Given data below:

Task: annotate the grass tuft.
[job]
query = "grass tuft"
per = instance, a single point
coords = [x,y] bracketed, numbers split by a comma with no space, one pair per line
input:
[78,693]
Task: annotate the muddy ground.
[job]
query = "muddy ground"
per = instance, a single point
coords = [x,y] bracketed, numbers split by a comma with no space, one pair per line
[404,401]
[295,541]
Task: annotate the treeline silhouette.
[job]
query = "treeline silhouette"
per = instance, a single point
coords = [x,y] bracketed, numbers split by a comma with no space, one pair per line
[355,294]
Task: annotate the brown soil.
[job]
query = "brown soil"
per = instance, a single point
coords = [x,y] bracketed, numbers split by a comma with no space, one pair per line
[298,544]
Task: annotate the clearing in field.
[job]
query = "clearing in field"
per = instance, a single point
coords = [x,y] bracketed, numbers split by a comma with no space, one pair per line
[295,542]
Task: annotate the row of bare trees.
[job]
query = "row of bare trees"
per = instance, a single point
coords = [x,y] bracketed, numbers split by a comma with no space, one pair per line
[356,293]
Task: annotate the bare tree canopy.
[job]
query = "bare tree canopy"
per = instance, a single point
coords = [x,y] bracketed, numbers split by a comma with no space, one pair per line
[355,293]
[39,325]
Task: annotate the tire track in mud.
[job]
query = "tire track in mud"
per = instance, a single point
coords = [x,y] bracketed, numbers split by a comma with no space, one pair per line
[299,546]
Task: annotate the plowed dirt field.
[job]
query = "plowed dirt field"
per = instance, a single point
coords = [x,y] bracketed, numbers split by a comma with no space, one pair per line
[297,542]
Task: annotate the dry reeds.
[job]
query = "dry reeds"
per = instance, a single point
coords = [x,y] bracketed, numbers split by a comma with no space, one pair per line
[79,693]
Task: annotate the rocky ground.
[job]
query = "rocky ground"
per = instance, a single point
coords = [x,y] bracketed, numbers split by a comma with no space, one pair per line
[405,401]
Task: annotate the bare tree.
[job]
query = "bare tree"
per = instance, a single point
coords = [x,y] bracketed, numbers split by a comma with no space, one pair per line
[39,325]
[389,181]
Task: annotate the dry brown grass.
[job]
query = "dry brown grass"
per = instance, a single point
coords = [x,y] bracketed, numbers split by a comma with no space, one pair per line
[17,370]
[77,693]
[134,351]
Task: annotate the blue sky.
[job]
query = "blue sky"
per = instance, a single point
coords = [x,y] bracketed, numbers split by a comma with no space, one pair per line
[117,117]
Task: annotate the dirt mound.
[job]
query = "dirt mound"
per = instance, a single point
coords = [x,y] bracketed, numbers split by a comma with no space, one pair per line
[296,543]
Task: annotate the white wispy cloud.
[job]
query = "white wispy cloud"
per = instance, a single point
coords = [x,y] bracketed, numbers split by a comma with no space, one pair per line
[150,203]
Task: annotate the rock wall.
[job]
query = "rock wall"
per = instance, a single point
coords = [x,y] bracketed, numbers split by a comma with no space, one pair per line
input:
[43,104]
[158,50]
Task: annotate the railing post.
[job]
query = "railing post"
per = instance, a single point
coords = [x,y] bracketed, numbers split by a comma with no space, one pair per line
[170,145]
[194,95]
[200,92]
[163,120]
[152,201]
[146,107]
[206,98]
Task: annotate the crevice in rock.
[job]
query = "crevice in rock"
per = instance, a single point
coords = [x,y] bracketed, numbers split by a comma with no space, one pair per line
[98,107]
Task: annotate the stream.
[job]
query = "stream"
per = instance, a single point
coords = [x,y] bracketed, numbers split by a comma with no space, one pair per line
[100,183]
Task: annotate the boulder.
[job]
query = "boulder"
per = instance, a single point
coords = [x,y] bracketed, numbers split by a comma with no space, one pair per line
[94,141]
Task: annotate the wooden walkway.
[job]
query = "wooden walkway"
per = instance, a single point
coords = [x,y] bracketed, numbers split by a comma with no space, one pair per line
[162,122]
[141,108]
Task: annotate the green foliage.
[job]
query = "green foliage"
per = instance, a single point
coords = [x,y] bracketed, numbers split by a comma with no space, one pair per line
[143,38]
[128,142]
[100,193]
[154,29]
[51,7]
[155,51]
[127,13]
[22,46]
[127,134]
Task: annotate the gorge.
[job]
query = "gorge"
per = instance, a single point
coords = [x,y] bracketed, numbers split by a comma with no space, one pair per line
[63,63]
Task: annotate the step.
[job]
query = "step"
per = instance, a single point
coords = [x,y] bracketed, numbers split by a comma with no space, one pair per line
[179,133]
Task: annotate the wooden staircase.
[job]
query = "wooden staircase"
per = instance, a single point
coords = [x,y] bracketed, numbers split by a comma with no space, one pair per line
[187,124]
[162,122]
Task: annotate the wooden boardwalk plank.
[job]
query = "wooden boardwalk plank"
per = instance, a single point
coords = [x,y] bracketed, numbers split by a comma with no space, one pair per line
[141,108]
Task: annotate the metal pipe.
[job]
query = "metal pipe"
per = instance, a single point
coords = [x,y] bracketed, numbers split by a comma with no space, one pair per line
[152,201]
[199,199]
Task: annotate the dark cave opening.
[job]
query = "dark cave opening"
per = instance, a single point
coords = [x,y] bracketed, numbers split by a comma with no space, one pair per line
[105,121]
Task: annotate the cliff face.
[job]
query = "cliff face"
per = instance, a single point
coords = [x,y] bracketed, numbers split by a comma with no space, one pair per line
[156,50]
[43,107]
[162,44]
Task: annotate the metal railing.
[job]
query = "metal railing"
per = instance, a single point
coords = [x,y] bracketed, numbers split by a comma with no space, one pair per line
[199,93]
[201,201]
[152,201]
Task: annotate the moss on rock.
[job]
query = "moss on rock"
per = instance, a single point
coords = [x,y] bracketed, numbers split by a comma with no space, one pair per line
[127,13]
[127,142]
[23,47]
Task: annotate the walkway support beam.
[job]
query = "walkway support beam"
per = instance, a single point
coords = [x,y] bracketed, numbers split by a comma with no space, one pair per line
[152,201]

End of Given data.

Assignment » Once more, write all of the records exactly as given.

Result »
Task: annotate the grass tuft.
[job]
query = "grass tuft"
per = instance, a single point
coords = [x,y] bracketed, numbers split by a comma with no space, one pair per line
input:
[78,693]
Task: annotate the muddy ground.
[job]
query = "muddy ground"
per = instance, a single point
coords = [x,y] bracketed, numbers split by a comma with no space, one pair per line
[404,401]
[295,541]
Task: annotate the treeline silhouette.
[job]
query = "treeline silhouette"
per = instance, a single point
coords = [x,y] bracketed, numbers split by a comma with no space, one pair per line
[355,294]
Task: annotate the brown soil.
[job]
query = "brown soil"
per = instance, a single point
coords = [x,y] bracketed, numbers split by a comma with no space, one pair per line
[298,544]
Task: annotate the clearing in field.
[job]
query = "clearing in field"
per = instance, a single point
coords = [x,y] bracketed, numbers split by a comma with no space, one pair per line
[295,542]
Task: annotate the row of bare trees.
[job]
query = "row of bare trees"
per = instance, a single point
coords = [x,y] bracketed, numbers split by a comma with no space, one pair per line
[356,293]
Task: annotate the bare tree canopy.
[job]
query = "bare tree canopy"
per = instance, a single point
coords = [x,y] bracketed, numbers split by a comma with no space, one pair per line
[355,293]
[39,325]
Task: annotate the tire track in mud.
[job]
query = "tire track in mud"
per = instance, a single point
coords = [x,y] bracketed, numbers split by a comma with no space, one pair per line
[299,546]
Task: annotate the plowed dirt field.
[job]
query = "plowed dirt field"
per = instance, a single point
coords = [x,y] bracketed, numbers split by a comma with no space, one pair per line
[297,542]
Task: annotate the dry reeds.
[job]
query = "dry reeds"
per = instance, a single point
coords = [x,y] bracketed, numbers split by a comma with no space, one pair per line
[79,693]
Task: annotate the rocky ground.
[job]
query = "rocky ground"
per = instance, a single point
coords = [x,y] bracketed, numbers split by a comma with no space, one pair per line
[405,401]
Task: annotate the bare tree.
[job]
query = "bare tree"
per = instance, a single point
coords = [x,y] bracketed, numbers split by a comma with no space, one pair per line
[39,325]
[389,181]
Task: annotate the dry brown grass.
[job]
query = "dry brown grass"
per = instance, a single point
coords = [x,y] bracketed, numbers split by a comma with no space, one pair per line
[17,370]
[77,693]
[134,351]
Task: annotate the blue sky.
[job]
query = "blue sky"
per = instance, a single point
coords = [x,y] bracketed, numbers split by a comma with no space, one pair per line
[117,117]
Task: annotate the dirt mound.
[job]
query = "dirt mound"
per = instance, a single point
coords = [x,y] bracketed, numbers split by a comma with no space, one pair per line
[296,543]
Task: annotate the white wispy cloud.
[job]
query = "white wispy cloud"
per = instance, a single point
coords = [x,y] bracketed, numbers split by a comma with no space, one pair per line
[150,203]
Task: annotate the rock wall.
[job]
query = "rock wall"
per = instance, a single point
coords = [x,y] bracketed, numbers split by a comma with no space, one pair per line
input:
[43,104]
[158,50]
Task: annotate the railing post.
[job]
query = "railing post"
per = instance, a single point
coords = [x,y] bracketed, numbers split by a comma with no space, one pair per line
[170,145]
[194,95]
[200,92]
[163,120]
[152,201]
[146,107]
[206,98]
Task: annotate the crevice in rock.
[job]
query = "crevice in rock"
per = instance, a single point
coords = [x,y] bracketed, numbers split by a comma with no space, one pair per line
[98,107]
Task: annotate the stream.
[job]
query = "stream"
per = instance, a single point
coords = [x,y] bracketed, numbers split by a comma with no space, one pair per line
[100,183]
Task: annotate the boulder.
[job]
query = "boulder"
per = instance, a single point
coords = [x,y] bracketed, numbers split by a comma with no space, one pair per line
[94,141]
Task: annotate the wooden walkway.
[job]
query = "wooden walkway"
per = instance, a single point
coords = [x,y] bracketed, numbers split by a comma with no space, one pair per line
[162,122]
[141,108]
Task: annotate the green foliage.
[job]
query = "green foliage"
per = instance, a single point
coords = [x,y] bracketed, numbers split by a comma with no space, one pair per line
[143,38]
[128,142]
[100,193]
[154,29]
[51,7]
[155,51]
[127,13]
[22,46]
[127,134]
Task: annotate the gorge.
[job]
query = "gorge"
per = instance, a single point
coords = [x,y] bracketed, numbers split by a comma with no space, one pair per line
[63,63]
Task: annotate the step.
[job]
query = "step"
per = instance, a single point
coords = [x,y] bracketed, numbers split by a comma with no space, one pair per line
[179,133]
Task: annotate the wooden staircase.
[job]
query = "wooden staircase"
per = instance, a single point
coords = [x,y] bracketed, numbers split by a comma with no space, one pair per line
[187,124]
[162,122]
Task: annotate the wooden boardwalk plank.
[job]
query = "wooden boardwalk plank"
per = instance, a single point
coords = [x,y] bracketed, numbers split by a comma with no space, one pair per line
[141,108]
Task: annotate the metal pipe.
[job]
query = "metal pipe"
per = instance, a single point
coords = [x,y] bracketed, numbers split by a comma with no space, one pair per line
[152,201]
[199,199]
Task: annotate the dark cave opening.
[job]
query = "dark cave opening"
per = instance, a single point
coords = [x,y] bracketed, numbers split by a comma with no space, one pair per line
[105,121]
Task: annotate the cliff face.
[job]
query = "cliff face"
per = instance, a single point
coords = [x,y] bracketed, numbers split by a comma with no space, one pair per line
[156,50]
[43,107]
[162,44]
Task: annotate the metal railing.
[job]
query = "metal railing"
per = instance, a single point
coords = [x,y] bracketed, numbers split by a comma with no space, one pair per line
[199,93]
[201,201]
[152,201]
Task: annotate the moss on rock.
[job]
query = "moss on rock"
per = instance, a single point
coords = [x,y] bracketed, numbers split by a comma with no space, one pair per line
[127,13]
[127,142]
[23,47]
Task: annotate the walkway support beam.
[job]
query = "walkway support beam"
per = instance, a single point
coords = [x,y] bracketed, numbers split by a comma with no space, one pair per line
[152,201]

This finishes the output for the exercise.